Rewrite the lines of each item below, swapping "rings" for "loops" wherever it occurs and leaving everything else as it is.
----
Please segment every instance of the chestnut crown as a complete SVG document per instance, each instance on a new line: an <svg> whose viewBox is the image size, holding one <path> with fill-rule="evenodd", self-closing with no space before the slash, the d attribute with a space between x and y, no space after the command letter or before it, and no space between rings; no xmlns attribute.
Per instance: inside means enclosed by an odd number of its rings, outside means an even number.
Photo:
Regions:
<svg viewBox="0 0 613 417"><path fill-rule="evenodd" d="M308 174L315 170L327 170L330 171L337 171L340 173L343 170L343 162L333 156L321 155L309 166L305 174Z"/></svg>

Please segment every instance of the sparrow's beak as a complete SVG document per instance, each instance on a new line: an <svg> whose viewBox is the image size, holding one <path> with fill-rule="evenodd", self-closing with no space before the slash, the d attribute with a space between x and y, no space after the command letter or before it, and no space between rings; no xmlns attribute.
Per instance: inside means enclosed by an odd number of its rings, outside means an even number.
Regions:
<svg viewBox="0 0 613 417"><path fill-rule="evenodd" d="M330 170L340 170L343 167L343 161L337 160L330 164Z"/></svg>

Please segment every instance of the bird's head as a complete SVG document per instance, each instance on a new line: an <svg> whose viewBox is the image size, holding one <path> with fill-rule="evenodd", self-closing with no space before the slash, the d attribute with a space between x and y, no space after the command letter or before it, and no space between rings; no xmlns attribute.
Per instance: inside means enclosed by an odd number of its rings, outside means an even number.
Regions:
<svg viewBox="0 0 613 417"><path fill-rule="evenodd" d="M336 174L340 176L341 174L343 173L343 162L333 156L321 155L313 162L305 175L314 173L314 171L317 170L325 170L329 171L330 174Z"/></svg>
----
- [FINAL RESULT]:
Please segment every instance of the chestnut crown as a complete SVG document per instance, each instance on a new line: an <svg> whose viewBox is the image size, holding one <path> with fill-rule="evenodd", self-closing with no space before the slash, the d attribute with a space between x and y, no space after the command letter or before it, and no space between loops; no xmlns attribute.
Per instance: inside means enclosed by an odd number of its loops, outside means an even number.
Photo:
Regions:
<svg viewBox="0 0 613 417"><path fill-rule="evenodd" d="M308 174L315 170L327 170L330 171L337 171L340 173L343 170L343 162L333 156L321 155L309 166L305 174Z"/></svg>

Please segment every instance of the sparrow's beak as a complete SVG document per instance, each instance on a new line: an <svg> whose viewBox is the image size, holding one <path> with fill-rule="evenodd", self-closing with no space before the slash, the d attribute with a space between x and y, no space after the command letter or before it, and no space between loops; no xmlns attribute.
Per instance: inside means enclosed by an odd number of its loops, outside means an even number.
Regions:
<svg viewBox="0 0 613 417"><path fill-rule="evenodd" d="M330 170L340 170L343 167L343 161L337 160L330 164Z"/></svg>

Please segment every instance of the bird's head as a complete SVG document per instance, each instance on a new line: an <svg> whose viewBox is the image size, holding one <path> with fill-rule="evenodd", self-closing with no space before the slash, the d attribute with a space between x and y, no space after the command letter or before it, and no space between loops; no xmlns attribute.
Per instance: inside means enclosed by an odd number of its loops, outside means an even number.
Regions:
<svg viewBox="0 0 613 417"><path fill-rule="evenodd" d="M336 174L340 176L341 174L343 173L343 162L333 156L321 155L313 162L305 175L314 173L314 171L317 170L325 170L329 171L330 174Z"/></svg>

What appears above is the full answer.